>> Start
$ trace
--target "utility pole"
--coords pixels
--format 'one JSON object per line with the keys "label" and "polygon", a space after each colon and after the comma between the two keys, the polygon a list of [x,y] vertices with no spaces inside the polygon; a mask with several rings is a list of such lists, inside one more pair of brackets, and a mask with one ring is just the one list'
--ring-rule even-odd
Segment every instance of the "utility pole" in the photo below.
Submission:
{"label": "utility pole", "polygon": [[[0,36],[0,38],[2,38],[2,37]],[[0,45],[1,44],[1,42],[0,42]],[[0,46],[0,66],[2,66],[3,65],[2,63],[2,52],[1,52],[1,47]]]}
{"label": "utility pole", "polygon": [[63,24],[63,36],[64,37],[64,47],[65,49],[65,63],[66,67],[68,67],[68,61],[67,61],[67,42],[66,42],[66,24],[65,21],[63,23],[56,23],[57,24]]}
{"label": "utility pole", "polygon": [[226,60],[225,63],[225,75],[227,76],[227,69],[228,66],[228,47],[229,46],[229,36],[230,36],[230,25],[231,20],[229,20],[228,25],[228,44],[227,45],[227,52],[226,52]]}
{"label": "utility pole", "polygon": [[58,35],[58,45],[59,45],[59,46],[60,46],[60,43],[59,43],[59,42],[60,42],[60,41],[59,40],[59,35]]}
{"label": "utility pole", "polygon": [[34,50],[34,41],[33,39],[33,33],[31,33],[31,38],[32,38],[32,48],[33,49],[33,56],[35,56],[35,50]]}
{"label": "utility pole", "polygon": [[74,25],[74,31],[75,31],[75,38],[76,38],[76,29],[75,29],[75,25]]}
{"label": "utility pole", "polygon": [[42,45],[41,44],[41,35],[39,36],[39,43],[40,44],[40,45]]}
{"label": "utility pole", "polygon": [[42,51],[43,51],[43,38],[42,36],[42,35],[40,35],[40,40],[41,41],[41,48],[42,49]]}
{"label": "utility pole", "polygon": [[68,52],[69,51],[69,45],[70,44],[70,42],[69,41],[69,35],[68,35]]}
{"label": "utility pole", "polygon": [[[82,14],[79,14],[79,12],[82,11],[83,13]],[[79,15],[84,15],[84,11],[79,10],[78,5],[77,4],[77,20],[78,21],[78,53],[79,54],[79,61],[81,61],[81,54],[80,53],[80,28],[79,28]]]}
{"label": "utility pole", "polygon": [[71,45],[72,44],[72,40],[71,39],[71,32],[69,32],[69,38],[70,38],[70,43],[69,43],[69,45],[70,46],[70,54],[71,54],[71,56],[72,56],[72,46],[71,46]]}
>> End
*GIVEN EXERCISE*
Quote the listing from its first line through the line containing "--ring-rule even-odd", both included.

*ANSWER BELOW*
$ trace
--target "utility pole"
--coords pixels
--format 'one JSON object per line with the keys "label" and "polygon", a space after each colon and after the comma between the two keys, the polygon a list of [x,y] vertices with no spaces inside the polygon; a mask with several rings is a list of such lists, inside one more pair of brackets, and a mask with one ring is just the one list'
--ring-rule even-odd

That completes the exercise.